◆ DIRECTIVE 1:
In the Searching for Strings solution code below, what number is assigned to the constant named prime?

◆ TEXT TO READ:
•••••

2020-S3 Searching for Strings - Solution
#define MAX_N 200000
#define MAX_H 200000
#define NUM_ALPHABET 26
int n, h;
char needle [MAX_N + 1];
char haystack[MAX_H + 1];
int hist[NUM_ALPHABET] = { 0 };
void read_input() {
fgets(needle, sizeof(needle), stdin);
n = strlen(needle);
if (needle[n - 1] == '\n') {
needle[n - 1] == '\0';
n--;
}
fgets(haystack, sizeof(haystack), stdin);
h = strlen(haystack);
if (haystack[h - 1] == '\n') {
haystack[h - 1] == '\0';
h--;
}
}
Compute Histogram of Needle
void compute_hist() {
for (int i = 0; i < n; i++)
hist[needle[i] - 'a']++;
}
Pre Hashed String View Class
class pre_hashed_string_view {
public:
pre_hashed_string_view(const char *str, int n, size_t hash) :
str(str), n(n), hash(hash) {}
bool operator ==(const pre_hashed_string_view &b) const {
if (n != b.n)
return false;
return strncmp(str, b.str, n) == 0;
}
const char *str;
int n;
size_t hash;
};
namespace std {
template<> struct hash<pre_hashed_string_view> {
size_t operator()(pre_hashed_string_view const& obj) const noexcept {
return obj.hash;
}
};
}
Compute Histograms of the Substrings in Haystacks
/*
* We compute a histogram of each of the possible substring positions
* and compare with the original histogram of the needle string.
* For each match we add the substring to a hashset and then return
* the number of unique values.
*/
int solve() {
int running_hist[NUM_ALPHABET] = { 0 };
const int prime = 2000003;
int power = 1;
int hash = 0;
for (int i = 0; i < n - 1; i++)
power = (power * NUM_ALPHABET) % prime;
/* compute histogram for the first position */
for (int i = 0; i < n; i++) {
running_hist[haystack[i] - 'a']++;
hash = (NUM_ALPHABET * hash + (haystack[i] - 'a' + 1)) % prime;
}
std::unordered_set<pre_hashed_string_view> permutations;
/* check the first position against the original histogram */
if (memcmp(hist, running_hist, sizeof(int) * NUM_ALPHABET) == 0)
permutations.emplace(haystack, n, hash);
/* iterate through the remaining positions */
for (int i = 0; i < h - n; i++) {
/* update the histogram */
running_hist[haystack[i] - 'a']--;
running_hist[haystack[i + n] - 'a']++;
/* update the hash */
hash = (NUM_ALPHABET * (hash - ((haystack[i] - 'a' + 1) * power)) + (haystack[i + n] - 'a' + 1)) % prime;
if (hash < 0)
hash = hash + prime;
/* check the position */
if (memcmp(hist, running_hist, sizeof(int) * NUM_ALPHABET) == 0)
permutations.emplace(&haystack[i + 1], n, hash);
}
return permutations.size();
}
Main Function
int main() {
read_input();
compute_hist();
int permutations = solve();
printf("%d", permutations);
return 0;
}

•••••

Rows from a pointing dataset
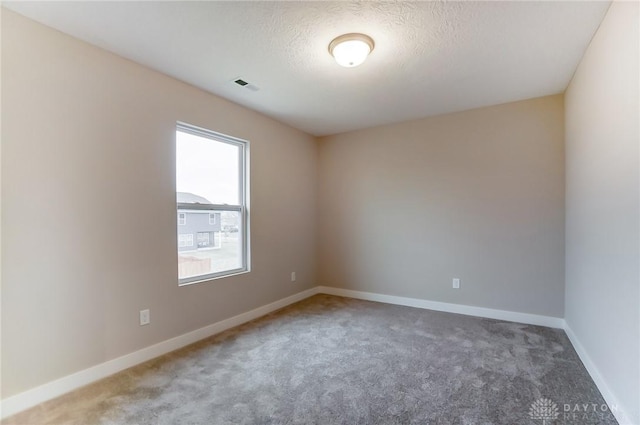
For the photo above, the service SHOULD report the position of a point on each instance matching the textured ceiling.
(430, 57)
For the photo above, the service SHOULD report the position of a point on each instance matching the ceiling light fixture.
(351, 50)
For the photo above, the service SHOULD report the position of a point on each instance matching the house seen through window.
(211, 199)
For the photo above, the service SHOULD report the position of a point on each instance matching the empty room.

•••••

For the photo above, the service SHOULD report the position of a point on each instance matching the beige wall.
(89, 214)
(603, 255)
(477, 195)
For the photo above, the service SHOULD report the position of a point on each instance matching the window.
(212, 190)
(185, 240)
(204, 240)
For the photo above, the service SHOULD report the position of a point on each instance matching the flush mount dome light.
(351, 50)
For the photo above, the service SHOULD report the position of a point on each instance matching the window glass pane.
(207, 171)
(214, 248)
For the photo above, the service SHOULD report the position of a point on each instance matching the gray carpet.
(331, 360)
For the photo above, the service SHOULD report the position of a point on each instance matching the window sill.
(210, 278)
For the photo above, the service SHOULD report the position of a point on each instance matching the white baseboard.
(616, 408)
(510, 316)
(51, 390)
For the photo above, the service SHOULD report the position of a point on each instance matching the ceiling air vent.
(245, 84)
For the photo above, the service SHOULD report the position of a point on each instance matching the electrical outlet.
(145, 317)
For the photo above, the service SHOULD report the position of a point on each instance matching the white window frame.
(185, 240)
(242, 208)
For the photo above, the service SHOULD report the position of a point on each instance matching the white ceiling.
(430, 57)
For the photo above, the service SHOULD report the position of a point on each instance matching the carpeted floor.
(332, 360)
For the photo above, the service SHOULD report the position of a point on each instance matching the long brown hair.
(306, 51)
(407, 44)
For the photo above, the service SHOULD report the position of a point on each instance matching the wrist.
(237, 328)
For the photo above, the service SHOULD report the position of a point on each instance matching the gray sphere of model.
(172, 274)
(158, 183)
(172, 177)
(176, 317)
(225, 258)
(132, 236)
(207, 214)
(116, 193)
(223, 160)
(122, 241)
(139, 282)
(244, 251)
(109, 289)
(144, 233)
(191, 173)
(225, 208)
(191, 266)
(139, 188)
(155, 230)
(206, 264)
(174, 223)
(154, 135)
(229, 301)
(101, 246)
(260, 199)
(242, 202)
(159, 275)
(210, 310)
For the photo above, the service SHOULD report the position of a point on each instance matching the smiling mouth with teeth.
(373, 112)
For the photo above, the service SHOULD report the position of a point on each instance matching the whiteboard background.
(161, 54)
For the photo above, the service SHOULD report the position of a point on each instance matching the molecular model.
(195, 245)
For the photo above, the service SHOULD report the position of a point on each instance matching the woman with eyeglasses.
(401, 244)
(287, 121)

•••••

◆ DIRECTIVE 2:
Please extract every line of the entries above that contains the word "ceiling".

◆ WORKED SOLUTION 1:
2000003

◆ WORKED SOLUTION 2:
For the photo above, the service SHOULD report the position of a point on each instance matching the textured ceiling.
For the photo above, the service SHOULD report the position of a point on each instance matching the ceiling light fixture.
For the photo above, the service SHOULD report the position of a point on each instance matching the ceiling air vent.
For the photo above, the service SHOULD report the position of a point on each instance matching the white ceiling.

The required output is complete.